<<<<
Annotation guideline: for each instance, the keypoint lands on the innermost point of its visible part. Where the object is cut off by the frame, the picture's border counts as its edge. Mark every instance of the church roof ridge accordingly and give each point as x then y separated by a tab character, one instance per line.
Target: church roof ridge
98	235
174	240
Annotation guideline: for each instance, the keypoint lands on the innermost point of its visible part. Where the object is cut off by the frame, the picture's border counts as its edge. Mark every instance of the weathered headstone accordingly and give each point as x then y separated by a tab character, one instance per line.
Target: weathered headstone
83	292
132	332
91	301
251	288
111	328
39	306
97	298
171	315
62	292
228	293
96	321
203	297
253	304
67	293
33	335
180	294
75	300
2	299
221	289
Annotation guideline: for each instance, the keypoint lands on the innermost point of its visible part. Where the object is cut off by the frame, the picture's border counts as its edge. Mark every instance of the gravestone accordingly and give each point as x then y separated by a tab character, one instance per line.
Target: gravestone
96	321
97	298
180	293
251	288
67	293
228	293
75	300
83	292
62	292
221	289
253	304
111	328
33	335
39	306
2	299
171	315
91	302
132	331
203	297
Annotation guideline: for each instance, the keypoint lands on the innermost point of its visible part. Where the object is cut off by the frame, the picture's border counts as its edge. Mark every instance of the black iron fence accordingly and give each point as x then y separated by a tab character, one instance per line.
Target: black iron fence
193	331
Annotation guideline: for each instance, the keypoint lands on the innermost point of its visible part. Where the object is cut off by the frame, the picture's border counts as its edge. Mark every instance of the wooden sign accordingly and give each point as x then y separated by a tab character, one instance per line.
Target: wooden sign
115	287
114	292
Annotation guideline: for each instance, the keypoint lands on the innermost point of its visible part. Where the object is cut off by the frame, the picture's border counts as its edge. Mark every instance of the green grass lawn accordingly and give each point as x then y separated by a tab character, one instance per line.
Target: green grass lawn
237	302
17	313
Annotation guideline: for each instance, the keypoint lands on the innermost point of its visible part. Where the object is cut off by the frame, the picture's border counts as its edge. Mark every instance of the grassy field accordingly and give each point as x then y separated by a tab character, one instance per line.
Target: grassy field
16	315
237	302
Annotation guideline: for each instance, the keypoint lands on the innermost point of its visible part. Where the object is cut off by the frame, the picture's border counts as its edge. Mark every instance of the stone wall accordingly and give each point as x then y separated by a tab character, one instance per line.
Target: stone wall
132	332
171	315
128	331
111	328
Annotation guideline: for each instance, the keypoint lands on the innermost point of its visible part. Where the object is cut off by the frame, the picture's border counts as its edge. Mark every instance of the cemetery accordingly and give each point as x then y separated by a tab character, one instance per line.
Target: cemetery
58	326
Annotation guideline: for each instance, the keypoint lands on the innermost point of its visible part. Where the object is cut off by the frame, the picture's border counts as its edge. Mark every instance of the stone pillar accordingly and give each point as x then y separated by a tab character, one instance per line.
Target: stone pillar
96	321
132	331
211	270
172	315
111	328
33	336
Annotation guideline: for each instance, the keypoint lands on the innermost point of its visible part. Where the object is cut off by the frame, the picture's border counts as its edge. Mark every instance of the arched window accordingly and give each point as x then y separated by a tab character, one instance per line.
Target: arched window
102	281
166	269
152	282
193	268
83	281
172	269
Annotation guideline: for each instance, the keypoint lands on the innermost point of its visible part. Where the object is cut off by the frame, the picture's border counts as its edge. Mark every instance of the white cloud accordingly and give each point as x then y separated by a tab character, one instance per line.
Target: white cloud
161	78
>>>>
▶ **Yapılacak iş**: "the stone wall" ifadesinin geçtiği satırdan kayıtların sonuna kadar, her iki uç dahil, olan satırları "stone pillar" yerine "stone column" koyarak yeniden yazınız; geri kalan her şeyi aynen bırakınız.

▶ **Alıştırma sonucu**:
Annotation guideline: for each instance, the keypoint lands on the innermost point of its visible part. Where the object is cut off by the frame, the picture's border counts as its edge. Mark every instance of the stone wall accordingly and give each point as x then y separated by a tab character, one instance per line.
Target: stone wall
132	332
171	315
128	331
111	328
Annotation guideline: for each instance, the keypoint lands on the innermost point of its visible part. Where the object is cut off by the frame, the picture's border counts as its edge. Mark every instance of the cemetery accordingly and give each point as x then y separated by a tab character, one instance per line.
Target: cemetery
58	326
Annotation guideline: for each instance, the keypoint lands on the innermost point of its visible part. Where the object is cut off by the frame, the picture's border counts as its edge. Mark every instance of the stone column accordingly and give each point as x then y separated by a tab character, one instance per line.
Target: stone column
96	321
132	331
211	270
172	315
111	328
33	336
Annotation guideline: for each instance, the keypoint lands on the innermost point of its visible part. Where the object is cut off by the frame, the picture's border counts as its edge. Mark every instance of the arched window accordingly and give each point as x then y separated by a tab character, one instance per line.
Target: arched window
102	281
166	269
152	282
193	268
83	281
172	269
Annotation guideline: for each instance, the keypoint lands on the innermost point of its visible part. Where the object is cut off by the frame, the picture's border counts as its edge. Mark every instance of the white cloud accordingly and give each point as x then y separated by a tab character, one instance per line.
Target: white cloud
161	78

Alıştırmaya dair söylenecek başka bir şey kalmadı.